- **Work to be completed**
Look below for the lines from the one with "pixel 96 355" to the one with "pixel 458 138", and copy exactly those lines, both ends included.

Dataset entries
§ §
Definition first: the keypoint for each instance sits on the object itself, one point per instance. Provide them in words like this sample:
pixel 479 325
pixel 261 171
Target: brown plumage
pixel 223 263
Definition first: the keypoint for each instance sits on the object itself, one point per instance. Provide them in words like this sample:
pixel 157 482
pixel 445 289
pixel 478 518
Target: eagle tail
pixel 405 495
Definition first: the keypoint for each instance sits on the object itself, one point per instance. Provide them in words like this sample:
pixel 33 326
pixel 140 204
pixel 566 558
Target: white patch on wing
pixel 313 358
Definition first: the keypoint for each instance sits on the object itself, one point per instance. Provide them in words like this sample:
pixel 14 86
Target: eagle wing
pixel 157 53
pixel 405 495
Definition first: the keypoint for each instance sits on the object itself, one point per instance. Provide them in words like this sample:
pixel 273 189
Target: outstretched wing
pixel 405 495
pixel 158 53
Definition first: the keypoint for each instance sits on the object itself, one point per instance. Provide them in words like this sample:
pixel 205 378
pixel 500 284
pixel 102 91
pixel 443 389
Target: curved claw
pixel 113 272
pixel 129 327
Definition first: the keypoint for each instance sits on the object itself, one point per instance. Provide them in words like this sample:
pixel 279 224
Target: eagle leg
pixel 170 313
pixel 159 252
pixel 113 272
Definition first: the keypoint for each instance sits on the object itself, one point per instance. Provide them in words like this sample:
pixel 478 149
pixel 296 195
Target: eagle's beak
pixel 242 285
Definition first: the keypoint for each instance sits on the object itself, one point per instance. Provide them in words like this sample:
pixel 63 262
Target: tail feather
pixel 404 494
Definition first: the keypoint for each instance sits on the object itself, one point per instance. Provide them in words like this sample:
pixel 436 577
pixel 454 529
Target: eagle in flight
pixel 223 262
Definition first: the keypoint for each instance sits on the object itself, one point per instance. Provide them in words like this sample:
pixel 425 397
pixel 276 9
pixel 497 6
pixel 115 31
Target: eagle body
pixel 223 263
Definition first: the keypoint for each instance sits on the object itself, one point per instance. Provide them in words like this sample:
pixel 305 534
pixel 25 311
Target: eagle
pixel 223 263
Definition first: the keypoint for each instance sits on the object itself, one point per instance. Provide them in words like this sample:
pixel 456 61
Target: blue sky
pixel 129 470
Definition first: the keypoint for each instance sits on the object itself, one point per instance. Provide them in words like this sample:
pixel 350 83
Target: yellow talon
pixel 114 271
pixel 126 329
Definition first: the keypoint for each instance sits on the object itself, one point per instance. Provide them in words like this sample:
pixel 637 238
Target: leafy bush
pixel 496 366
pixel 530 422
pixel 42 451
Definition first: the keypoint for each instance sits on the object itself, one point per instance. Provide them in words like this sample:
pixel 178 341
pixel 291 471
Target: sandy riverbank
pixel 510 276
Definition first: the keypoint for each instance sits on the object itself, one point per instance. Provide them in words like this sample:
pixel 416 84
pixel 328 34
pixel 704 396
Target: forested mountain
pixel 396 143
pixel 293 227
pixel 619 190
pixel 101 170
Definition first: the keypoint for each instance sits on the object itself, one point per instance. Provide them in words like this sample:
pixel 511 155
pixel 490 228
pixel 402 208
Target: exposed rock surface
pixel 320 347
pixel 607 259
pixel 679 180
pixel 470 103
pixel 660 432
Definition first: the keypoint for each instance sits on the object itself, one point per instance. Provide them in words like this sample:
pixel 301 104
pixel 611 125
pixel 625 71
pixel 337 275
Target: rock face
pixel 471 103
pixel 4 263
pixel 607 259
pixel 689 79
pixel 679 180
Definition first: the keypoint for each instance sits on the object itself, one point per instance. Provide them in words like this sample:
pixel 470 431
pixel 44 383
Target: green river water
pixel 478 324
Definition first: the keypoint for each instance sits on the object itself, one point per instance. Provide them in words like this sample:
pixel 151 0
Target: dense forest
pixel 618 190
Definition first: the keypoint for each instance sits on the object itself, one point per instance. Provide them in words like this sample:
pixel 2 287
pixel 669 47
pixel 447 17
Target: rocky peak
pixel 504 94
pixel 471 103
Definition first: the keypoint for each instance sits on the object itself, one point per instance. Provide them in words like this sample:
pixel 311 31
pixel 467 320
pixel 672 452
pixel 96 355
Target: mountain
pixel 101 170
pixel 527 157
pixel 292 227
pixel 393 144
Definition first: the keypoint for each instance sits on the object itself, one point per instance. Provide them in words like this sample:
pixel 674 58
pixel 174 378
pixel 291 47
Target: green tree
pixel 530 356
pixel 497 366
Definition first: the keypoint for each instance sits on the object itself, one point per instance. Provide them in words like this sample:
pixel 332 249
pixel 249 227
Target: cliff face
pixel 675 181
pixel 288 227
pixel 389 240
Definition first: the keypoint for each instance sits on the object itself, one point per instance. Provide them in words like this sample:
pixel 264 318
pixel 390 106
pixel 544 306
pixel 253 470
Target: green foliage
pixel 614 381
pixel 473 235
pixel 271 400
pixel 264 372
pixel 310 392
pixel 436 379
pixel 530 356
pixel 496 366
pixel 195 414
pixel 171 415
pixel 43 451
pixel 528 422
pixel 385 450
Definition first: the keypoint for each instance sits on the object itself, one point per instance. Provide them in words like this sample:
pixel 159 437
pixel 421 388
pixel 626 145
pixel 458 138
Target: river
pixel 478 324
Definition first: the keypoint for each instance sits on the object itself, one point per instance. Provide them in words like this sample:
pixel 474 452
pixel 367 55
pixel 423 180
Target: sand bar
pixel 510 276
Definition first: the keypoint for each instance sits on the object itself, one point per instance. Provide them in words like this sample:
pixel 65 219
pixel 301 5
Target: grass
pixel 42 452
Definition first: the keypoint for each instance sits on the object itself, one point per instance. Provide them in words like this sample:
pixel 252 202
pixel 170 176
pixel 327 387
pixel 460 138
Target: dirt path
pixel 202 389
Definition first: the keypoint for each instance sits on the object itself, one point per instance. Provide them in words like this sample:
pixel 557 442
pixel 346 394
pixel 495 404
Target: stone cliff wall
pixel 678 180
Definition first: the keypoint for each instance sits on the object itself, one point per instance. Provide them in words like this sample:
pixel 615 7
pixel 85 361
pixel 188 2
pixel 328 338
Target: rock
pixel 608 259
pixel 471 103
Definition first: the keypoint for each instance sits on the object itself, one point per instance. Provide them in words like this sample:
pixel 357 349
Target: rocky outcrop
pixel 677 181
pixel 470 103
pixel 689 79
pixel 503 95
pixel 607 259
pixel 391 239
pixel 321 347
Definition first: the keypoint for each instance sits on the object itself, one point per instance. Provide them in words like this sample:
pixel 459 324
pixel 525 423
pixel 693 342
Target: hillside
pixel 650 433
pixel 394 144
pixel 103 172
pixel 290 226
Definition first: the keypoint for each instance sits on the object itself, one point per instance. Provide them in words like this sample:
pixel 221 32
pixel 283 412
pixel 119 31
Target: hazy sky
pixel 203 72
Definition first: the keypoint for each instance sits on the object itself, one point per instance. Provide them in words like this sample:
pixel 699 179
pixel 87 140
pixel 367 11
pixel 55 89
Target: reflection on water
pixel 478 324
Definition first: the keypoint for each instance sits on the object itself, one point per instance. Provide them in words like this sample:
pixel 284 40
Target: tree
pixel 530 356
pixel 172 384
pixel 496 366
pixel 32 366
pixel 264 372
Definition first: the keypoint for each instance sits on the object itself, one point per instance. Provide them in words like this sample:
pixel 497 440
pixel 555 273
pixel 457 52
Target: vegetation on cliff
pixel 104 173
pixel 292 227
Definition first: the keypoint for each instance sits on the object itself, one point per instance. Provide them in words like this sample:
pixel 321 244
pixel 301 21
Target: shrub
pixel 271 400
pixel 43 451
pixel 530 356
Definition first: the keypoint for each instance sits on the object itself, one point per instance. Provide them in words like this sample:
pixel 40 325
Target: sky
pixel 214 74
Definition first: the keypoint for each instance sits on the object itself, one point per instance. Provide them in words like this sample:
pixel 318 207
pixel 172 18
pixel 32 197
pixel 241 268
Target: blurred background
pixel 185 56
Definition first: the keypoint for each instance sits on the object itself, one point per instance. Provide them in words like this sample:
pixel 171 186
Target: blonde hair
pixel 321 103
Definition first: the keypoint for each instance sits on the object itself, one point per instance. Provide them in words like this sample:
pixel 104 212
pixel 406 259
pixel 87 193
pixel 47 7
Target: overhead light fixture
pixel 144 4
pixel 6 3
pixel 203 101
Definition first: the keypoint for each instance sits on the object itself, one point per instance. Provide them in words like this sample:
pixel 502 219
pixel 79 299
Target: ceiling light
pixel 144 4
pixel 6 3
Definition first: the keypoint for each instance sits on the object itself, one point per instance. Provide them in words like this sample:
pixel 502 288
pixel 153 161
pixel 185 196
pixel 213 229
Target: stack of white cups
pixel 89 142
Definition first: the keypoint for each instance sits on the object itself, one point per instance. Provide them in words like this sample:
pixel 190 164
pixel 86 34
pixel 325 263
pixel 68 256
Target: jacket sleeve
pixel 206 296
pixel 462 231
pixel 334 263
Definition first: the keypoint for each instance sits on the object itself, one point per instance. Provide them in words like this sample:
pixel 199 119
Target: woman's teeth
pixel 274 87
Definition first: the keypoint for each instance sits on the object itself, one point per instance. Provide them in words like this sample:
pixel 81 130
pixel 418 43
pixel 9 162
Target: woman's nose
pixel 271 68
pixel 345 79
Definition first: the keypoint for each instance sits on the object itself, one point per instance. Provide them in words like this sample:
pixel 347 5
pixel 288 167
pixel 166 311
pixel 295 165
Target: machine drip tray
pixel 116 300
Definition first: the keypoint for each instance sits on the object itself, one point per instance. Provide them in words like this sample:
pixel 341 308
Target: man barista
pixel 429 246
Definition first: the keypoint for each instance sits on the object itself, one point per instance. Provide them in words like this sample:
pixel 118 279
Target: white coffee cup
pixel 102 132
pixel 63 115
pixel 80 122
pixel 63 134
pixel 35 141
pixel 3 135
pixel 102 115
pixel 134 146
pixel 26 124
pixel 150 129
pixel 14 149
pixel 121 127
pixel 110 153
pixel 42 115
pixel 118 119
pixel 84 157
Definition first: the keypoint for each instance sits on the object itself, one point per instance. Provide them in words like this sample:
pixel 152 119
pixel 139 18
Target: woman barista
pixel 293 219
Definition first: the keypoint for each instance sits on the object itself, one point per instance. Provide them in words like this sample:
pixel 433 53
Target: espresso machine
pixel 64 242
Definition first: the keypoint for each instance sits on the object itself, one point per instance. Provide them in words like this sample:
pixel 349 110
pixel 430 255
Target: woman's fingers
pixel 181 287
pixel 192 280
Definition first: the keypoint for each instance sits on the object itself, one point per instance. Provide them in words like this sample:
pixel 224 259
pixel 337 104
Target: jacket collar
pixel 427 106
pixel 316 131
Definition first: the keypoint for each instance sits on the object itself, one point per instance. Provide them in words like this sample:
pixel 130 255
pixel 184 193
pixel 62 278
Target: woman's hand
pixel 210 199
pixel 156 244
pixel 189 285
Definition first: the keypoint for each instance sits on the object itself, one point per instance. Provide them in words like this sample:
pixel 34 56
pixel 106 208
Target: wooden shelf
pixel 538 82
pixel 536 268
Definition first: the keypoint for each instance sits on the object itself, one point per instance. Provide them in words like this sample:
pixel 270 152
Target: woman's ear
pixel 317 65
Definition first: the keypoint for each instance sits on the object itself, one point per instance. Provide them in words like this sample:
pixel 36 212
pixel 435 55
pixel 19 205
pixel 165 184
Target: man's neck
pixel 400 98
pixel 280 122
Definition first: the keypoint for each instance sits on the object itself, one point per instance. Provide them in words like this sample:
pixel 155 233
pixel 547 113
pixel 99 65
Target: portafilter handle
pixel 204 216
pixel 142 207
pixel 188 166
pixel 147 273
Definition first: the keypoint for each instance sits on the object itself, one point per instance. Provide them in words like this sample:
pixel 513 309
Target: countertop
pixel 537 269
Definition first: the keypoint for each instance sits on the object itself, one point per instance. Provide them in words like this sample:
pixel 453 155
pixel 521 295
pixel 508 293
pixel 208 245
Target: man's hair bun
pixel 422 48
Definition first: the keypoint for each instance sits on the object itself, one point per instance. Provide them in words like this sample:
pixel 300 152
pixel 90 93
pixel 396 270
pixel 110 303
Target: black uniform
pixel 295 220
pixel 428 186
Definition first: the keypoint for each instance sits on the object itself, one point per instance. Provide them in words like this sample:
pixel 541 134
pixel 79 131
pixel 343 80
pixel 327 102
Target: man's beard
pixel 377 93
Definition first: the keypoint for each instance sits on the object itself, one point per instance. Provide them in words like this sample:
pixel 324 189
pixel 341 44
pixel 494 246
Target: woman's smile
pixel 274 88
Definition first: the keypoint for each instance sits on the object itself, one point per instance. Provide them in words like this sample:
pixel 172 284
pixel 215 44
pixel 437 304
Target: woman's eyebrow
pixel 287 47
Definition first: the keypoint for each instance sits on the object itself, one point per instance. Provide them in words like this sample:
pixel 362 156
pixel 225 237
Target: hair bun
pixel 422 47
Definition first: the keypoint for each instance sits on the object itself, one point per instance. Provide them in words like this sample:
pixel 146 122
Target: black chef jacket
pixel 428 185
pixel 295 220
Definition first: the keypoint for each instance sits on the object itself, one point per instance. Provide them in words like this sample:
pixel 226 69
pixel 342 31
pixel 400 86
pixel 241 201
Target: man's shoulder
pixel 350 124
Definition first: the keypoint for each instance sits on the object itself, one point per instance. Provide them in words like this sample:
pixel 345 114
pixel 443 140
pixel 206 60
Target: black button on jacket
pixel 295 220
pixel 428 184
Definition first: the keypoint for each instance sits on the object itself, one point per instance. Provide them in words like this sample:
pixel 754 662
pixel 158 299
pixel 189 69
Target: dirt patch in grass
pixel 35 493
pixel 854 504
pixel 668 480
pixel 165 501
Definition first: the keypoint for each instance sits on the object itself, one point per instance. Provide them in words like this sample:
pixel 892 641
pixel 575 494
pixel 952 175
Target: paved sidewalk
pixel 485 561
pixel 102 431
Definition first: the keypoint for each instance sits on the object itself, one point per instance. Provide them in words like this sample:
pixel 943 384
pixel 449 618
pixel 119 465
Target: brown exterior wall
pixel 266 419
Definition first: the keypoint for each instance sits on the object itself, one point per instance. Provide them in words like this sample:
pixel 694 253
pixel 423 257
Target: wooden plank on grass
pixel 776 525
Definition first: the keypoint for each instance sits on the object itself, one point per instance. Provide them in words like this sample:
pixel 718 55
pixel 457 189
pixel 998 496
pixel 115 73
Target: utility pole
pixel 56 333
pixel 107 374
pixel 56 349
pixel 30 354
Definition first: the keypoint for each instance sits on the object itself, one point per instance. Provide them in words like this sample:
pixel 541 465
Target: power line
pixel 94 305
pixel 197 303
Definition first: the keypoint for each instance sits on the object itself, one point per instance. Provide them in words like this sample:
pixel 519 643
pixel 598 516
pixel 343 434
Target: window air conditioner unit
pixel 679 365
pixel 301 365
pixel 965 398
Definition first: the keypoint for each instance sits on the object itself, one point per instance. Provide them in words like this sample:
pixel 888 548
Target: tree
§ §
- **Answer to this problem**
pixel 96 355
Target: mountain
pixel 101 170
pixel 527 157
pixel 292 227
pixel 393 144
Definition first: the keypoint for each instance sits on the object itself, one point per instance. Provide them in words like this sample:
pixel 674 58
pixel 174 378
pixel 291 47
Target: green tree
pixel 530 356
pixel 497 366
Definition first: the keypoint for each instance sits on the object itself, one point per instance. Provide them in words like this sample:
pixel 332 249
pixel 249 227
Target: cliff face
pixel 675 181
pixel 288 227
pixel 389 240
Definition first: the keypoint for each instance sits on the object itself, one point per instance. Provide them in words like this sample:
pixel 264 318
pixel 390 106
pixel 544 306
pixel 253 470
Target: green foliage
pixel 614 381
pixel 473 235
pixel 271 400
pixel 264 372
pixel 310 392
pixel 436 379
pixel 530 356
pixel 496 366
pixel 195 414
pixel 171 415
pixel 43 451
pixel 528 422
pixel 385 450
Definition first: the keypoint for each instance sits on the object itself, one point per instance. Provide them in words like this sample:
pixel 159 437
pixel 421 388
pixel 626 145
pixel 458 138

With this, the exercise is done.